OBJECTIVE A:
In the article on RAIN RFID spectrum, which frequency range holds the spectrum relevant to RAIN RFID?
OBJECTIVE B:
Extend the article on RAIN RFID spectrum, picking up after its final sentence.

Author: Joe Preishuber-Pflügl, Head of Regulatory Affairs, RAIN Alliance
What is radio spectrum, and why does power matter?
Radio spectrum is the range of electromagnetic frequencies used to transmit information wirelessly. Every wireless technology — Wi-Fi, Bluetooth, mobile networks, and RAIN RFID — occupies a portion of this spectrum. The frequencies a technology uses determine how far its signals travel, how well they penetrate materials, and how much data they can carry. Power levels shape the effective range and reliability of those signals within a given frequency band.
For RAIN RFID, the relevant spectrum sits in the ultra-high frequency (UHF) range between 860 and 930 MHz. Within that range, different countries and regions have allocated specific sub-bands for RAIN technology use, each with its own permitted power levels and rules for how devices share the channels. Understanding those allocations and the differences between them is essential for anyone designing, deploying, or sourcing RAIN RFID systems across multiple markets.
The RAIN Alliance has published a new Global Radio Spectrum Allocations reference chart, a single-page visual summary of every major RAIN RFID frequency allocation worldwide, with power levels, channel access methods, and current regulatory status.
Why spectrum is critical to RAIN RFID
For any wireless technology, spectrum is existential. Without it, the technology cannot operate. RAIN RFID is no different.
RAIN technology typically operates in unlicensed spectrum, which means organisations can deploy RAIN systems without obtaining individual frequency licenses. That lowers the barrier to adoption, reduces cost, and enables rapid deployment at scale. The 43 billion RAIN tags shipped globally in 2025, with 115 billion projected by 2028, reflect what becomes possible when spectrum access is straightforward and predictable.
That openness is one of RAIN RFID’s great strengths, and it comes with an important responsibility. The frequencies RAIN technology depends on are shared with other technologies and other users. As one of several unlicensed users operating in freely accessible spectrum, the RAIN industry needs active, expert engagement with spectrum policy to keep the operating environment stable, predictable, and aligned with the needs of a growing global industry. That engagement is exactly what the RAIN Alliance Radio Regulations Advisory Council (RRAC) provides.

Records held in a dataset:
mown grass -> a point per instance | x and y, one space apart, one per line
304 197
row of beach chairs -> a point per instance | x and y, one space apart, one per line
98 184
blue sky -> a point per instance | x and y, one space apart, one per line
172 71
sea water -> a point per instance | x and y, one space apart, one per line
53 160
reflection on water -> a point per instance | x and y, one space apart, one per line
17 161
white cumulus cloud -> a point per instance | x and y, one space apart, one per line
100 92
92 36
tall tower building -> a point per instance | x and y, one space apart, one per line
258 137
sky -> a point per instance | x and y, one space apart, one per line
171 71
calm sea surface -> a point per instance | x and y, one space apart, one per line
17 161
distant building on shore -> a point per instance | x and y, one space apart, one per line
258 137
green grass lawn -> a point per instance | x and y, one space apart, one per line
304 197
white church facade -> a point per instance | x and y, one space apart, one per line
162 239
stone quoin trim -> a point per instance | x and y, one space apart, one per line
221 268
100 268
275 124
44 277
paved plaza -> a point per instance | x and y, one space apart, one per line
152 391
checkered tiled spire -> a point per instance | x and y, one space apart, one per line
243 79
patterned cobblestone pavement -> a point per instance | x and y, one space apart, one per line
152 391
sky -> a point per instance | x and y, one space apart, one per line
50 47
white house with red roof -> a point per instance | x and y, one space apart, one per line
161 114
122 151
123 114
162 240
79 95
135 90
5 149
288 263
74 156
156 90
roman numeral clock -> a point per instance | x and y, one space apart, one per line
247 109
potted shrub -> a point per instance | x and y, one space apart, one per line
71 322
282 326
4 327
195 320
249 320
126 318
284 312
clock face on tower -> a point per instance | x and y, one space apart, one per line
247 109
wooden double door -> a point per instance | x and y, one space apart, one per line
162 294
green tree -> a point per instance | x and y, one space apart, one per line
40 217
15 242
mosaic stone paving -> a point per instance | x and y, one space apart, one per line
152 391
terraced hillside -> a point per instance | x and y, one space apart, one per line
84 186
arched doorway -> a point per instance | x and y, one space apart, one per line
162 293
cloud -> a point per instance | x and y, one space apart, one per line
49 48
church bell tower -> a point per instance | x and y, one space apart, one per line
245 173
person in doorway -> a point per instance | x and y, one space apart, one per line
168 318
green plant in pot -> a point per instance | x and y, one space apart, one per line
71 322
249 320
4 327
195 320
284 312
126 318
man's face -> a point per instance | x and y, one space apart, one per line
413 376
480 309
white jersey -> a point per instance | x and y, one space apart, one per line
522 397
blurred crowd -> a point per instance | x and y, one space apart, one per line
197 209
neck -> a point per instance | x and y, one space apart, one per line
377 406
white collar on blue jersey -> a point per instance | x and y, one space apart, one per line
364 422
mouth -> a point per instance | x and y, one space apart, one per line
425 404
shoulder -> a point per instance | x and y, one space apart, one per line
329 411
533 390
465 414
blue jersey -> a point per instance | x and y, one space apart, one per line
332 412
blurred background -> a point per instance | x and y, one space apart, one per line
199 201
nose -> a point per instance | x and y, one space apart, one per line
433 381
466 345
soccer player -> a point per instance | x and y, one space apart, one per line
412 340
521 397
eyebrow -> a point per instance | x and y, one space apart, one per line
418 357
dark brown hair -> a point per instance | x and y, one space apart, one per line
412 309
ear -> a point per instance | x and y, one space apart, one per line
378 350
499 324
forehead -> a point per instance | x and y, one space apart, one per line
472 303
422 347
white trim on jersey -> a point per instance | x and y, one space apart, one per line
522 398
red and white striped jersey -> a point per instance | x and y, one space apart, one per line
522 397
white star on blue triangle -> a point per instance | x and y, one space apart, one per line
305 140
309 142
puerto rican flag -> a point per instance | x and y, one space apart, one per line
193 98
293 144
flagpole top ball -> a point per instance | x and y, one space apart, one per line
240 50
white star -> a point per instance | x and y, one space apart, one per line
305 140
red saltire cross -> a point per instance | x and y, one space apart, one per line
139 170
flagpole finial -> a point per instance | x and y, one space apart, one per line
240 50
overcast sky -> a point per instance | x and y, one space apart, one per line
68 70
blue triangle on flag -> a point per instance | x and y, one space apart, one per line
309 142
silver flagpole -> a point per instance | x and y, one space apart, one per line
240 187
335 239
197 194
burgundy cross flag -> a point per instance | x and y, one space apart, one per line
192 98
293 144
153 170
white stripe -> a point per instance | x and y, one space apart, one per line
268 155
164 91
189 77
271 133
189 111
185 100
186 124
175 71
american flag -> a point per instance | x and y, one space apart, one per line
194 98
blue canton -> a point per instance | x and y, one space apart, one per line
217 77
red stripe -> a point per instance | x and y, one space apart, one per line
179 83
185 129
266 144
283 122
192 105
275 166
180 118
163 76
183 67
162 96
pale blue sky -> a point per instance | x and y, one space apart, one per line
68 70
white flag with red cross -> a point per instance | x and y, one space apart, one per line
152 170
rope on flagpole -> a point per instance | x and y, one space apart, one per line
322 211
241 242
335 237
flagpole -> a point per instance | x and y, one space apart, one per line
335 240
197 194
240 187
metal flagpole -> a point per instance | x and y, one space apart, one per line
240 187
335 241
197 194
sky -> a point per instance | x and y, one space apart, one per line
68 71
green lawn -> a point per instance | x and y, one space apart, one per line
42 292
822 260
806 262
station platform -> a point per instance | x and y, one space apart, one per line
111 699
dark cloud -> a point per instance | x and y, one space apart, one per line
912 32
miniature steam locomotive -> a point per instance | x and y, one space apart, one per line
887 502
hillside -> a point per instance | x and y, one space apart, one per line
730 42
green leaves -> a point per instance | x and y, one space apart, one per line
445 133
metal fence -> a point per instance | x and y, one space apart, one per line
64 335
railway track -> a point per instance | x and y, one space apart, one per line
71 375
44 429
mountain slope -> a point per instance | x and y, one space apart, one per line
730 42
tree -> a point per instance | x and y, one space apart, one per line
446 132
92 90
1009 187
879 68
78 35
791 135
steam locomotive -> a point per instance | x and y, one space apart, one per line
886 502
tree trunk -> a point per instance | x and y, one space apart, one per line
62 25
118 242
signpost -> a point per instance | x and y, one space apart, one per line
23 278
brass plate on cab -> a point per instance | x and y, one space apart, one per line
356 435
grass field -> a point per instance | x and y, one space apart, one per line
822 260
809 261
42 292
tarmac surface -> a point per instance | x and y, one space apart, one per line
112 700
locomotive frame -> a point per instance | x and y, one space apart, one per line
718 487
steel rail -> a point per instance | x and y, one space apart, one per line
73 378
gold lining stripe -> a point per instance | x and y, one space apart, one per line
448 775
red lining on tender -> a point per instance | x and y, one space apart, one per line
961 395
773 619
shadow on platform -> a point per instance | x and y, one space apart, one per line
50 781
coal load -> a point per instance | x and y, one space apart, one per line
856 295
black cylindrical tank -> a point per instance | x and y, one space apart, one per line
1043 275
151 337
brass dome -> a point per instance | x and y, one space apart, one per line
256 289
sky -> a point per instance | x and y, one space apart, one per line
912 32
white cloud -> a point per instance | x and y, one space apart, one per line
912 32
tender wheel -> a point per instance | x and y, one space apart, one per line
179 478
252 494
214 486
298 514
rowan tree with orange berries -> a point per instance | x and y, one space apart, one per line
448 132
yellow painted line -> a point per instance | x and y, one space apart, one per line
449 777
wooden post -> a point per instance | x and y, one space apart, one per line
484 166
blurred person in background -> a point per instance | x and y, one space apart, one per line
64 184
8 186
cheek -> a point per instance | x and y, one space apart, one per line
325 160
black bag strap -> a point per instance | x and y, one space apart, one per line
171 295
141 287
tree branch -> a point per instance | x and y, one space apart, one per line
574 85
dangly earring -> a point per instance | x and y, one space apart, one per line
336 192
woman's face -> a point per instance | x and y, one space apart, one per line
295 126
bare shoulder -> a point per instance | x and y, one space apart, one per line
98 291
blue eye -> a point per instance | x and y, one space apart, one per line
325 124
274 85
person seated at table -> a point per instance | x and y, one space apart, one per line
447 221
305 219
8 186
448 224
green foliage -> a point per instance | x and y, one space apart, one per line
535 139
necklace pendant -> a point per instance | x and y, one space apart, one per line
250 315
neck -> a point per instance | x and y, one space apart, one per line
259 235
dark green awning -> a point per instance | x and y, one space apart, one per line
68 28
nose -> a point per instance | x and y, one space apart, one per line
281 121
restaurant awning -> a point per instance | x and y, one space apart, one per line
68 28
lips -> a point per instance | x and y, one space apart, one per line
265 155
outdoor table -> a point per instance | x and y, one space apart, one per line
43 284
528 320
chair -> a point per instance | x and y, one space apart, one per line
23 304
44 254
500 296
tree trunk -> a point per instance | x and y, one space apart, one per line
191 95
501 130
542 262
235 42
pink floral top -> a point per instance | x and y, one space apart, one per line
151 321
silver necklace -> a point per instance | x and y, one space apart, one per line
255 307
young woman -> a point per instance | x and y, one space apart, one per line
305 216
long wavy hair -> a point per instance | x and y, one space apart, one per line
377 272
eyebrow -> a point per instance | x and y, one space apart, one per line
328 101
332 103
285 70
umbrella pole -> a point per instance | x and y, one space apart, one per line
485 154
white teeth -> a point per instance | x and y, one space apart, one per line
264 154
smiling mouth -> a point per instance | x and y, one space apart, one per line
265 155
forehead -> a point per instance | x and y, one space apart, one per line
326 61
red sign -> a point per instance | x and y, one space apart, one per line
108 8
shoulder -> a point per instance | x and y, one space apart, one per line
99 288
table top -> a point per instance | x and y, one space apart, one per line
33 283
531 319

ANSWER A:
The ultra-high frequency (UHF) range between 860 and 930 MHz.

ANSWER B:
Radio spectrum is a finite resource, shared by many technologies. Using it responsibly by keeping transmit power and on-time (duty cycle) as low as possible, helps ensure seamless and reliable use of the radio spectrum for everyone.
The work of the RRAC: shaping regulations that work for RAIN technology
The RAIN Alliance Radio Regulations Advisory Council (RRAC) works to ensure that changes in radio spectrum regulations and test methods around the world fit RAIN technology well, and that the RF spectrum can be used smoothly and reliably by RAIN deployments everywhere.
That means engaging with national telecommunications authorities, government ministries and standards bodies to make sure that when radio spectrum regulations are updated, the technical characteristics of RAIN technology are well understood and well represented. And it means translating the collective expertise and experience of the RAIN industry into technical submissions and direct engagement in regulatory conversations that directly affect the industry’s ability to grow.
The results are visible. Frequency allocations have been secured, extended, and improved across dozens of markets. Test methods have been refined to reflect how RAIN technology operates in real-world conditions. The industry has a clear, authoritative voice in regulatory conversations that directly affect its ability to grow and innovate.
The upper European band: better performance, better global alignment
Much of the RRAC’s recent work has focused on expanding adoption of the upper European frequency band, and the case for doing so is compelling on two distinct grounds: performance and global alignment.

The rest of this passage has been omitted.